Cuplikan data anotasi titik
------------------------

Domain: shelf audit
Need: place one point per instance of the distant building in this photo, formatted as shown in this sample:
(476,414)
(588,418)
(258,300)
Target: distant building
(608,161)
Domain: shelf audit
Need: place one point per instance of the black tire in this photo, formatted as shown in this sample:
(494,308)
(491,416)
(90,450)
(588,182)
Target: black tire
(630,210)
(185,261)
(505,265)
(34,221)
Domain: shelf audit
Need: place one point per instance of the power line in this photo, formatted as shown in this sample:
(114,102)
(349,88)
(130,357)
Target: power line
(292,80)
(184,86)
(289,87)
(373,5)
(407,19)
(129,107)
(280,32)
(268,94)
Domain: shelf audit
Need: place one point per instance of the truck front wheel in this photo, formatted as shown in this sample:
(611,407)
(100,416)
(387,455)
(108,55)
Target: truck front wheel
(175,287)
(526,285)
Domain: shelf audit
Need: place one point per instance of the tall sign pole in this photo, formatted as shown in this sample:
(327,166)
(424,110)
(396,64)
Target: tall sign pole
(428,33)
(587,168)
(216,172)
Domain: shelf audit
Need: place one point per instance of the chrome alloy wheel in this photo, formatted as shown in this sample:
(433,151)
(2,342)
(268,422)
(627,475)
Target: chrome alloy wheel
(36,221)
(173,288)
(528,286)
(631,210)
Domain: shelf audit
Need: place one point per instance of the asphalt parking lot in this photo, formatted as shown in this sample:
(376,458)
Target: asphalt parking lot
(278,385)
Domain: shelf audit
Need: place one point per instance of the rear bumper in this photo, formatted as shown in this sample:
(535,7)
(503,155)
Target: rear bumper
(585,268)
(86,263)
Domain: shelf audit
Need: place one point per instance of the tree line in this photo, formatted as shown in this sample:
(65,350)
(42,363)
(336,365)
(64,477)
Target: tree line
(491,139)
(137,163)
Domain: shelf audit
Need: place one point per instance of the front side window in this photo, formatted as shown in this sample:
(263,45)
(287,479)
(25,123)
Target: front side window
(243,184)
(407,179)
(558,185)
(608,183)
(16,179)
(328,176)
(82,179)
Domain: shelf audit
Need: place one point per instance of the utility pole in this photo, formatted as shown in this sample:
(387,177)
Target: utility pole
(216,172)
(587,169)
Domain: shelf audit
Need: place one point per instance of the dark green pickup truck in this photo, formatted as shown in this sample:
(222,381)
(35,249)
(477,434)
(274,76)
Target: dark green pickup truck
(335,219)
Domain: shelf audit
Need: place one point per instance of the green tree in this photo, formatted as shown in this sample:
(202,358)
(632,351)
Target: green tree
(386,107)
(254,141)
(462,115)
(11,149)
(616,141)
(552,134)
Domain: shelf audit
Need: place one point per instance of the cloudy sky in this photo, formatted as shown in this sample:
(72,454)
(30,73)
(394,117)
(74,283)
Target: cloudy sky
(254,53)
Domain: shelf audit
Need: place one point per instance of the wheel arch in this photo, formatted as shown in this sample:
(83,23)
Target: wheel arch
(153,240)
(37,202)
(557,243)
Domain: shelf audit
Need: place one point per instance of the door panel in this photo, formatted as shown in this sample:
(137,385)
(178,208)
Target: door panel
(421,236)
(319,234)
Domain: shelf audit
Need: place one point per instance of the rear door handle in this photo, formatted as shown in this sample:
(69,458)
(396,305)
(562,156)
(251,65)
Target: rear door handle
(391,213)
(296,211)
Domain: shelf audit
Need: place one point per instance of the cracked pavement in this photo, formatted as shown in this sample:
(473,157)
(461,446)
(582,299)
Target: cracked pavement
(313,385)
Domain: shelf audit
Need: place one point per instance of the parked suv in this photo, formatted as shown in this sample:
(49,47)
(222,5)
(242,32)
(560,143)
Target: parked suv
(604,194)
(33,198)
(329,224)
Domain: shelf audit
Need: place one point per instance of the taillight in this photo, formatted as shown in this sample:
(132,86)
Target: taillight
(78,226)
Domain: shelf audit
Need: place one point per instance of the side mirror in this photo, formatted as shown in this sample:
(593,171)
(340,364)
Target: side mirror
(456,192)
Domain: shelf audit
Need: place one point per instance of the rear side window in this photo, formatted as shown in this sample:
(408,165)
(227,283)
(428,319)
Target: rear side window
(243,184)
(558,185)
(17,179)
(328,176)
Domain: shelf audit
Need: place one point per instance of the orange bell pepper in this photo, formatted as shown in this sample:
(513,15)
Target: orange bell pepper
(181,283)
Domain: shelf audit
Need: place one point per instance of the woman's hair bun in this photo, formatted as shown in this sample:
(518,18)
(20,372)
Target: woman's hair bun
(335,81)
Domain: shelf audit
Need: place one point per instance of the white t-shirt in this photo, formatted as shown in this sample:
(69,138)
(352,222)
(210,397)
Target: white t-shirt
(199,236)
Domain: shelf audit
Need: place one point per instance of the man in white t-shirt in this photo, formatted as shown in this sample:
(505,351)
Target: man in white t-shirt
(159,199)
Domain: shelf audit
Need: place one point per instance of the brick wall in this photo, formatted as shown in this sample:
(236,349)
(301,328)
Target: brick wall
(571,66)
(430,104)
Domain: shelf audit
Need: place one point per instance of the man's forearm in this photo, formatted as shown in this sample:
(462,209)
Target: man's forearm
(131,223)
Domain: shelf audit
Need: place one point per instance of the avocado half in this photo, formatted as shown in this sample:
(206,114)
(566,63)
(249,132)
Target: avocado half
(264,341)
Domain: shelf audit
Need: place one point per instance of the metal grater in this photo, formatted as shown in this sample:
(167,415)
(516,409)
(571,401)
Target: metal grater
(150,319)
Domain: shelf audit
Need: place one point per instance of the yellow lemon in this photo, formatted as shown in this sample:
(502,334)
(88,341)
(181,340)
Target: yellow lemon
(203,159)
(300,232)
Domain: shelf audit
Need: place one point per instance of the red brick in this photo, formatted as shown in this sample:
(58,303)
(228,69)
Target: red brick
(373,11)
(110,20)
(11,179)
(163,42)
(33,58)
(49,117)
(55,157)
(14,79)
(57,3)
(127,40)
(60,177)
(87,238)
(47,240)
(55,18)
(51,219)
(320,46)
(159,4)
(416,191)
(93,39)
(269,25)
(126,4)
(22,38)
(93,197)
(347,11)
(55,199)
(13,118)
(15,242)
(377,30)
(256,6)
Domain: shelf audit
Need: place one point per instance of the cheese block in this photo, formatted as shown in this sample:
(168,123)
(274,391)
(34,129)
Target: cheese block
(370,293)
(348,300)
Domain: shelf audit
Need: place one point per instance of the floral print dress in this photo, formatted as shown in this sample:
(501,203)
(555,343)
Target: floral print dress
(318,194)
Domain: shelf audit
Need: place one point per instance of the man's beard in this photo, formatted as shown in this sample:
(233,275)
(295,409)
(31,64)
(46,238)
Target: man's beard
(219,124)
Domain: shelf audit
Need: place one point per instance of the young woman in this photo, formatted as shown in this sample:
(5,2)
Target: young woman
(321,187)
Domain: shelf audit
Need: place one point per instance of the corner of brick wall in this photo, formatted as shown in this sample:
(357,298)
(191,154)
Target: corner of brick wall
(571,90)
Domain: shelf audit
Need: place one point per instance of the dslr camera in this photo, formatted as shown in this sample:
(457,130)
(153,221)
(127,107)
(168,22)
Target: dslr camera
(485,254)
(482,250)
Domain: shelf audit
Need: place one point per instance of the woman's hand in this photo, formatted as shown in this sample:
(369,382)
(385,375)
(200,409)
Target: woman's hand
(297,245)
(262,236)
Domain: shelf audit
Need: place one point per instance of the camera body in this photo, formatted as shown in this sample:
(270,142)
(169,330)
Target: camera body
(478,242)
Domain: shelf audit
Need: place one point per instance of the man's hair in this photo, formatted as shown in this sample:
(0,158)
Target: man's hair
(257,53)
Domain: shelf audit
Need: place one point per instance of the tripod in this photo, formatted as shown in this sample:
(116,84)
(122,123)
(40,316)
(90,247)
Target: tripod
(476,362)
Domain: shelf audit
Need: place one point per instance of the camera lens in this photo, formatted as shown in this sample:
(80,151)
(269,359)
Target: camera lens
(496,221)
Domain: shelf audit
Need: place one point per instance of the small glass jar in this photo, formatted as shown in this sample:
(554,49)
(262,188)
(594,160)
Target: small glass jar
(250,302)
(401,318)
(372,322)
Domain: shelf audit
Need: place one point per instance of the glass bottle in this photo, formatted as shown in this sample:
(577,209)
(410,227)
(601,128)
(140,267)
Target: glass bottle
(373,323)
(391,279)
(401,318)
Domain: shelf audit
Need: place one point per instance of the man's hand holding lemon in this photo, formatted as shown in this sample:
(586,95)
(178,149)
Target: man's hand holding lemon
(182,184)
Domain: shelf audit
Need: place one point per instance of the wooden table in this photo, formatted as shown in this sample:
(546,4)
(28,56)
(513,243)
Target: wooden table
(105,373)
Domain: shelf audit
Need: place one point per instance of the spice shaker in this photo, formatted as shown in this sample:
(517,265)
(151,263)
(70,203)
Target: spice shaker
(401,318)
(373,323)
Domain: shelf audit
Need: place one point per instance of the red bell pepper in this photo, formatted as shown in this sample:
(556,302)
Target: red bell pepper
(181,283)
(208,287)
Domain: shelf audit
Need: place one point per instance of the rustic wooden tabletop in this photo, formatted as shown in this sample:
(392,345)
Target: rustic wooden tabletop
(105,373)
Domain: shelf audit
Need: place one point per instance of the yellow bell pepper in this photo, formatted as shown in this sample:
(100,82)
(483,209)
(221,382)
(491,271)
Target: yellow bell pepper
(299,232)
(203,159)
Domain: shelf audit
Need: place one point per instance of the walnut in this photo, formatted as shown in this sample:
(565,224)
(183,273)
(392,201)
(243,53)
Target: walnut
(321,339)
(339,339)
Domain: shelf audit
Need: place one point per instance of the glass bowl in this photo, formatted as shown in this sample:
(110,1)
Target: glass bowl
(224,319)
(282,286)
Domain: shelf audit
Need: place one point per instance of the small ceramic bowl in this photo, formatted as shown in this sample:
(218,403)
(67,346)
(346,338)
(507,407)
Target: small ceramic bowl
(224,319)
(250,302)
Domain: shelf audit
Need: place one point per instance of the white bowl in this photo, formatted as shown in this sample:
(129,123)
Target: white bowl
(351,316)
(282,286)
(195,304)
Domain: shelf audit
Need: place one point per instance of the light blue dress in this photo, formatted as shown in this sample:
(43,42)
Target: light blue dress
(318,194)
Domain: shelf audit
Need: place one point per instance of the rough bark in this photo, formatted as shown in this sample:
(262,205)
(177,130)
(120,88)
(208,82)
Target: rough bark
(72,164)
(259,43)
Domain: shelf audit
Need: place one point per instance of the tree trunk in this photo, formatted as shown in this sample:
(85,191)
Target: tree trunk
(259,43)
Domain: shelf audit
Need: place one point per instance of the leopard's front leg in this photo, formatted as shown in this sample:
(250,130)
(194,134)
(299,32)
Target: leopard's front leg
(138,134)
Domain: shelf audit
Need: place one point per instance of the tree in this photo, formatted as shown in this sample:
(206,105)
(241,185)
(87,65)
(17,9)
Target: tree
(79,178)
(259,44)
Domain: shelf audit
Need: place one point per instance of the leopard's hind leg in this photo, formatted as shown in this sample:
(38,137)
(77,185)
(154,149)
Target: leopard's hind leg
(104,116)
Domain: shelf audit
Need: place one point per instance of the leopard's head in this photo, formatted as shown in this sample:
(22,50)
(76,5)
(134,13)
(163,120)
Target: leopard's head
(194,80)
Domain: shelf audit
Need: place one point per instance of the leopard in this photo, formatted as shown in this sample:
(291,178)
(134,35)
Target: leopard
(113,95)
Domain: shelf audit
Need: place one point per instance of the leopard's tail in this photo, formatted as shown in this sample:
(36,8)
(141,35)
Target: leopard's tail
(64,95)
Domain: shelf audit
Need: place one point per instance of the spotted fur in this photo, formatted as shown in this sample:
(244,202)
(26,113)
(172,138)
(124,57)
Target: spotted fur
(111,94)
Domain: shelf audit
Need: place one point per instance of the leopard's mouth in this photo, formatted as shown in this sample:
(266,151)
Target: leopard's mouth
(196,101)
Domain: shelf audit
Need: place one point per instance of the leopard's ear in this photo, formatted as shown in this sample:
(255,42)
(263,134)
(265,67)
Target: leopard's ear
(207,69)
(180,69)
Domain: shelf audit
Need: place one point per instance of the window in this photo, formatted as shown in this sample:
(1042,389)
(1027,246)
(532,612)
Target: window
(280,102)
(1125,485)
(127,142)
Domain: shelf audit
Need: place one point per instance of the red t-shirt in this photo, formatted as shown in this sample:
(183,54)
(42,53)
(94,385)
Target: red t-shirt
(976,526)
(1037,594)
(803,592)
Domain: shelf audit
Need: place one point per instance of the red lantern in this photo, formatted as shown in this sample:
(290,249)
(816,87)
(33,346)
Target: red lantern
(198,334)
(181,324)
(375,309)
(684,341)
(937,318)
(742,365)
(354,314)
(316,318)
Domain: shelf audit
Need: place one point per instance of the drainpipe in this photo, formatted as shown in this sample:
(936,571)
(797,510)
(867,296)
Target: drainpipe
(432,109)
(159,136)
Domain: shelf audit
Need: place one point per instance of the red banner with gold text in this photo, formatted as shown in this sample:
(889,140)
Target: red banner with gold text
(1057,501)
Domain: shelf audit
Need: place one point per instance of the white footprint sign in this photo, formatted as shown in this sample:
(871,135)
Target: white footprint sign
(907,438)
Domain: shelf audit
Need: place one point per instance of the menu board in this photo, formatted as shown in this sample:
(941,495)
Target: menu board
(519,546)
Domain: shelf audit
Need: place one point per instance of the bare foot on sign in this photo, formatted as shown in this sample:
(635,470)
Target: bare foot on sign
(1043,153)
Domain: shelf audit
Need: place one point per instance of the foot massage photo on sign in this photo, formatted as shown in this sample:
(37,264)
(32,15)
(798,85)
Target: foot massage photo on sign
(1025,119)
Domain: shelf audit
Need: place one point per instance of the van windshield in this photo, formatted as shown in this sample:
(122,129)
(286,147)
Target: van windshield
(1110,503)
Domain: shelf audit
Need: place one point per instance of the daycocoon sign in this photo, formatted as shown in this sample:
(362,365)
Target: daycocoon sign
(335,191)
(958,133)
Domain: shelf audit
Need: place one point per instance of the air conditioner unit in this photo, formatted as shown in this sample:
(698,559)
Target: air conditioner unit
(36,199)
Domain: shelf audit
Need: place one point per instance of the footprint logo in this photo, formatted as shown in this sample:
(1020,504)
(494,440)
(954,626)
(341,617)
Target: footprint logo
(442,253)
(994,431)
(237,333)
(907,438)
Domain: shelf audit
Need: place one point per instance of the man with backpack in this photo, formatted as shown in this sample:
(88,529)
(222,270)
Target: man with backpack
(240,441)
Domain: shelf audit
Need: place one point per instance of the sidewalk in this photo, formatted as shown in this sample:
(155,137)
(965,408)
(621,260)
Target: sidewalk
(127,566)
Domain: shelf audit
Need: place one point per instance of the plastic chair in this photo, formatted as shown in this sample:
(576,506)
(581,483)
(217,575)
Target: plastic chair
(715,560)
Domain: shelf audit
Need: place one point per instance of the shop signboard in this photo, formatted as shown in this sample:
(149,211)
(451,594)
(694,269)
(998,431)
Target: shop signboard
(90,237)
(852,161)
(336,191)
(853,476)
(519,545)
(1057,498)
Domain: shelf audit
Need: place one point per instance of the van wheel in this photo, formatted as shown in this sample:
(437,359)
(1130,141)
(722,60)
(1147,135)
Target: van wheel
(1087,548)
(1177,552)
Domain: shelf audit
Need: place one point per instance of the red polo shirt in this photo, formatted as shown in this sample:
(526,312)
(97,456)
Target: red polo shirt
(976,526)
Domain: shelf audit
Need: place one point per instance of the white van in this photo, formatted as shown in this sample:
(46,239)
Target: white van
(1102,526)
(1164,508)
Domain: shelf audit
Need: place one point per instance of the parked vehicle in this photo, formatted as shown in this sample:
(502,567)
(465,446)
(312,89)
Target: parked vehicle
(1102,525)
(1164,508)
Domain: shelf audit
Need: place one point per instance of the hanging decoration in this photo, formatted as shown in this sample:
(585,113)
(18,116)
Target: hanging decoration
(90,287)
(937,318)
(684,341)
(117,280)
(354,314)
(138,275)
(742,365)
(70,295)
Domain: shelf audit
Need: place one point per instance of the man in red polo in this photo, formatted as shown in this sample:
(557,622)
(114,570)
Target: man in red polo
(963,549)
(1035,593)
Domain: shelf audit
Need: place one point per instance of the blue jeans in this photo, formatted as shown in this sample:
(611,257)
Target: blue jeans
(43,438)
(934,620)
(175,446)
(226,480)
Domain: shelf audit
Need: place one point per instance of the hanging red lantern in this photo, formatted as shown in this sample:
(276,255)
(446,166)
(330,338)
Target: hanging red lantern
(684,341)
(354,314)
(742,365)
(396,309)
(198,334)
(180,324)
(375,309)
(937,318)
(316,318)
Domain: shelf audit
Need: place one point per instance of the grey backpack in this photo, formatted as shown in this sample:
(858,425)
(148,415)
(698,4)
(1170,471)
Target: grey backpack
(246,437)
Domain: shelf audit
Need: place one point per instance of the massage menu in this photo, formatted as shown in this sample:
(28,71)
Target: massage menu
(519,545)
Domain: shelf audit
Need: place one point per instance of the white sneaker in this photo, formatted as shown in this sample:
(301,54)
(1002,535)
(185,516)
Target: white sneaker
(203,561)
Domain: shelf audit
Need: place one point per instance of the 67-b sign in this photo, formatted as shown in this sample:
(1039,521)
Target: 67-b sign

------------------------

## [Ketentuan Latihan]
Kembalikan setiap baris catatan di atas yang memuat kata "wall", dengan membedakan huruf besar dan huruf kecil.

## [Jawaban Latihan]
Need: place one point per instance of the brick wall in this photo, formatted as shown in this sample:
Target: brick wall
Need: place one point per instance of the corner of brick wall in this photo, formatted as shown in this sample:
Target: corner of brick wall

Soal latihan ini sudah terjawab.